▶ _Text provided_:
^^^^^^^^^^^^^^^^

Reorder List

The intuition of this algorithm comes from the question structure itself — its an easy problem to solve if we were using arrays instead of linked lists. If this was an array problem, we would simply take a $right$ pointer and decrement it so why not do that for the LL as well.

We start with the intuition of reversing the linked list, but how much of the LL do we reverse? Going halfway makes the most sense so we can use a slow-fast pointer approach to find the middle node of the LL.

From there we merge the two LL’s by using temp variables to store the head and tails .next node.

class ListNode:
    def __init__(self, val=0, next=None):
        self.val = val
        self.next = next

class Solution:
    def reorderList(self, head: Optional[ListNode]) -> None:
        slow, fast = head, head.next

        # slow reaches the middle of the LL
        while fast and fast.next:
            slow = slow.next
            fast = fast.next.next
        
        second_half = slow.next
        slow.next = None    # cuts first half off to make 2 seperate lists

        second_half = self.reverse(second_half)

        curr = head

        # merge algorithm
        while second_half:
            t1, t2 = curr.next, second_half.next
            
            curr.next = second_half
            second_half.next = t1

            # iterate to the next node in both lists
            curr, second_half = t1, t2
        
    def reverse(self, head: Optional[ListNode]) -> Optional[ListNode]:
        prev = None
        curr = head
        next = head

        while next != None:
            next = curr.next
            curr.next = prev
            prev = curr
            curr = next
        
        return prev

^^^^^^^^^^^^^^^^

▶ _Items_:

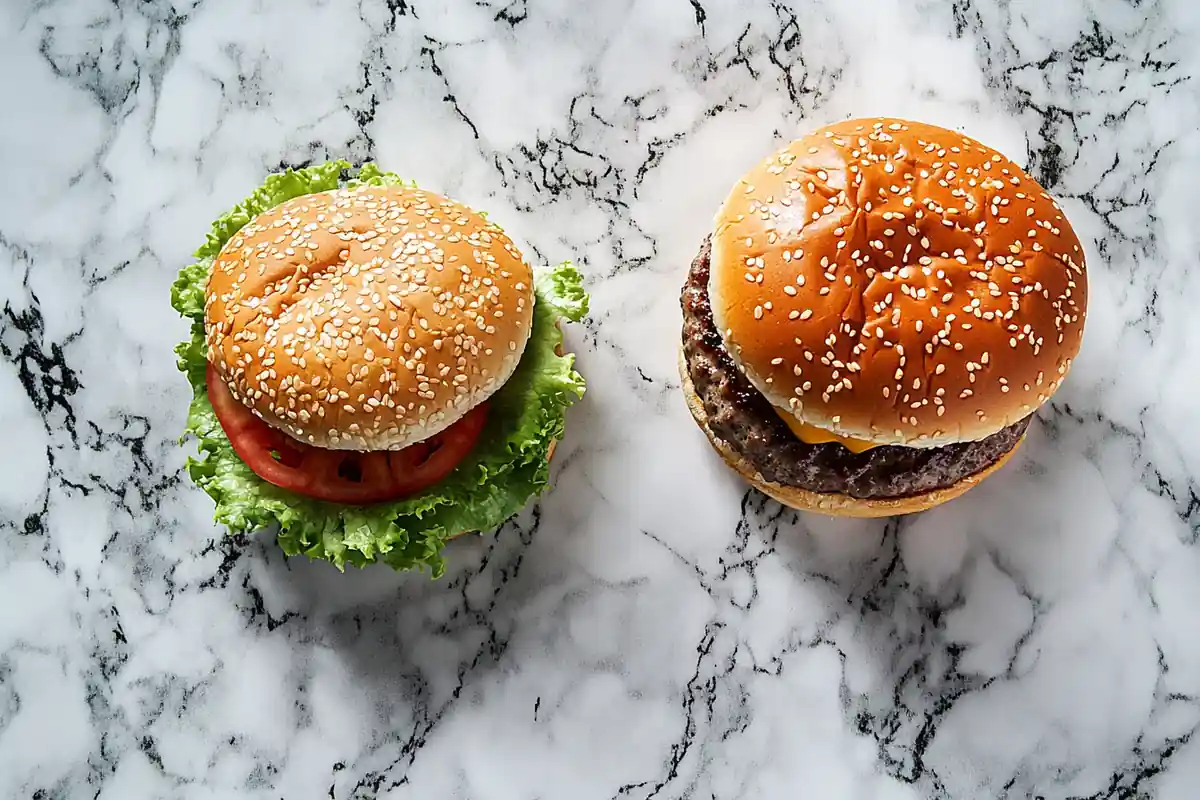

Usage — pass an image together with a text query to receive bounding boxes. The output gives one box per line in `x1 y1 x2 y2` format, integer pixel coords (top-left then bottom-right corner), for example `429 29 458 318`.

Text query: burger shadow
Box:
743 393 1109 695
244 509 556 695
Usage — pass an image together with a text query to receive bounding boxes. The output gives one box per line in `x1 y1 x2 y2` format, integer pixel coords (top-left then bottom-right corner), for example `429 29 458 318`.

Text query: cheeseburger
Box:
680 119 1087 517
172 162 587 573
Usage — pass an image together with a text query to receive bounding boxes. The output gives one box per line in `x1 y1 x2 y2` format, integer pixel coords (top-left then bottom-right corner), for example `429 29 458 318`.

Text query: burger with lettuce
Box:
172 161 587 575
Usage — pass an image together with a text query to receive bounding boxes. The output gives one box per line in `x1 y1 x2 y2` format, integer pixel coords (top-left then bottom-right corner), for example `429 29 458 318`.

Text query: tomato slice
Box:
205 363 487 505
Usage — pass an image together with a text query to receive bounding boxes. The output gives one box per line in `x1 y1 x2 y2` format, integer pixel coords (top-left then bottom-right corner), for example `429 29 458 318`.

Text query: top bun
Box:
709 119 1087 447
204 186 534 451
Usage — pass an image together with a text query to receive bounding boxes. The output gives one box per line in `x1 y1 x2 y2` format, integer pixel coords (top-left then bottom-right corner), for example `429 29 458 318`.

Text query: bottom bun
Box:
679 351 1025 518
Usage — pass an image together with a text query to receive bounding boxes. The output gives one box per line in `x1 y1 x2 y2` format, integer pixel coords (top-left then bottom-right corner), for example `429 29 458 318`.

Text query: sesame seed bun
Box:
709 119 1087 447
679 355 1025 518
205 186 534 451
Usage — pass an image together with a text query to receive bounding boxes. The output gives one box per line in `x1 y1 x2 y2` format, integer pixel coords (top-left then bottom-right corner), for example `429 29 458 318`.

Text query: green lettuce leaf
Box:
170 161 588 577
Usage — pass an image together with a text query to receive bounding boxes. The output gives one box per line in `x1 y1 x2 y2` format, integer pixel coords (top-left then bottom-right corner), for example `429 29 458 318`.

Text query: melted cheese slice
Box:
775 409 878 452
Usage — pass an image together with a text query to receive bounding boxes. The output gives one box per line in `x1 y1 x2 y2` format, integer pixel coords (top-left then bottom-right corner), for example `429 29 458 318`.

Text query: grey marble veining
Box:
0 0 1200 800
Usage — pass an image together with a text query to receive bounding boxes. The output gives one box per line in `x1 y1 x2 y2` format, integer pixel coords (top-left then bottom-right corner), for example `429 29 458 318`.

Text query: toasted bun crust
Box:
205 186 534 451
709 119 1087 447
679 359 1025 517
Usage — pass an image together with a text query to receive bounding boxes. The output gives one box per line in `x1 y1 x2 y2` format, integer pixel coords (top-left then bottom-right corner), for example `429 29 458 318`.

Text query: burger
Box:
172 161 587 575
680 119 1087 517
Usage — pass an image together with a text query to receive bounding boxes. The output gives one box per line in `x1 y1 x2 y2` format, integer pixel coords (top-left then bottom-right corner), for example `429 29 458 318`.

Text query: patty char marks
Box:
682 237 1030 499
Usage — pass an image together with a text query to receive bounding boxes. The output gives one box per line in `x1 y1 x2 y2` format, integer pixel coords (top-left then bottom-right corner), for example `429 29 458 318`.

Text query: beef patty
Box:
682 239 1030 499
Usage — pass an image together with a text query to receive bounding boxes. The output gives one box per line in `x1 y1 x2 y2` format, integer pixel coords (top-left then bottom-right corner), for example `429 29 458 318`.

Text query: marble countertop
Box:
0 0 1200 800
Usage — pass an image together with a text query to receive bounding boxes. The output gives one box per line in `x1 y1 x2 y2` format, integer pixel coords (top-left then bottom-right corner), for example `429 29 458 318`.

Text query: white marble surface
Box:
0 0 1200 800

^^^^^^^^^^^^^^^^

▶ _Work to be completed_:
Reproduce the passage of the Reorder List text above word for word, starting with "Reorder List" and going on through "LL as well.".

▶ _Answer for this exercise_:
Reorder List

The intuition of this algorithm comes from the question structure itself — its an easy problem to solve if we were using arrays instead of linked lists. If this was an array problem, we would simply take a $right$ pointer and decrement it so why not do that for the LL as well.